GOAL OF THE EXERCISE → Go through the entries below and pick out every line with "trunk".

(Dataset items)
*** Begin section ***

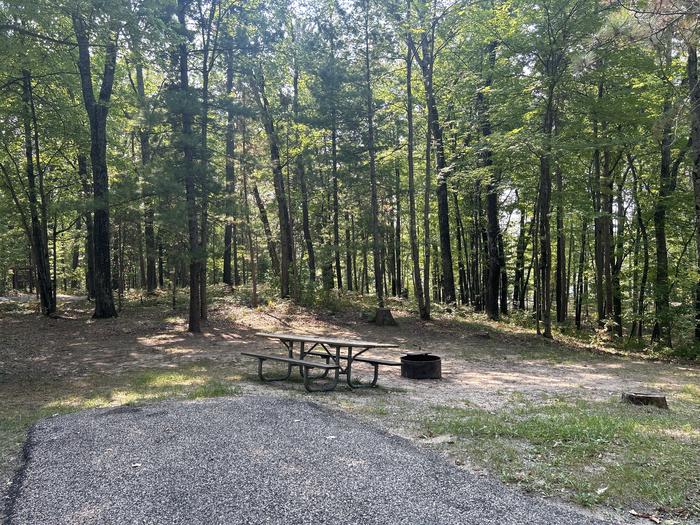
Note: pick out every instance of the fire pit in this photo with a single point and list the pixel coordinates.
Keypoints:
(421, 366)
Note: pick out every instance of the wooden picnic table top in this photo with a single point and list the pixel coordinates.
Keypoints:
(355, 343)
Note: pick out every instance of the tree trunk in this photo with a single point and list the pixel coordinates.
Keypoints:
(230, 229)
(97, 111)
(581, 268)
(560, 285)
(38, 229)
(694, 87)
(194, 324)
(662, 326)
(280, 193)
(301, 178)
(271, 244)
(544, 199)
(413, 233)
(376, 240)
(149, 213)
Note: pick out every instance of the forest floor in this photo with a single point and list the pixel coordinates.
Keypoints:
(542, 415)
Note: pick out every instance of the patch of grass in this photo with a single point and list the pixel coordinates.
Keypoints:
(20, 410)
(590, 452)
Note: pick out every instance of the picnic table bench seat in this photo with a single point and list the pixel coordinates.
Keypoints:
(332, 354)
(369, 360)
(304, 367)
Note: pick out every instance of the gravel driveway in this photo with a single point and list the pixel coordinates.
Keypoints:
(249, 460)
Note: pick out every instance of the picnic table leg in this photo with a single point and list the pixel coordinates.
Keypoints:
(290, 352)
(263, 378)
(327, 386)
(303, 354)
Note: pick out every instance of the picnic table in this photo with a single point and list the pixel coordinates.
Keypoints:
(337, 356)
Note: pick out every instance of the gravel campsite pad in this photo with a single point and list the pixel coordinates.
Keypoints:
(249, 460)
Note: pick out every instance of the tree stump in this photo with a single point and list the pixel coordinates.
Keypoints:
(645, 398)
(383, 317)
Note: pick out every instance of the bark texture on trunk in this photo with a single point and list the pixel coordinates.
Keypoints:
(97, 110)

*** End section ***

RESULT OF THE EXERCISE →
Note: pick out every instance of the tree trunk in this photo with a single point and list the pixel coordinates.
Note: pick out every instance of the bark texture on trunk in this photo with a single point and list the pixel coordinates.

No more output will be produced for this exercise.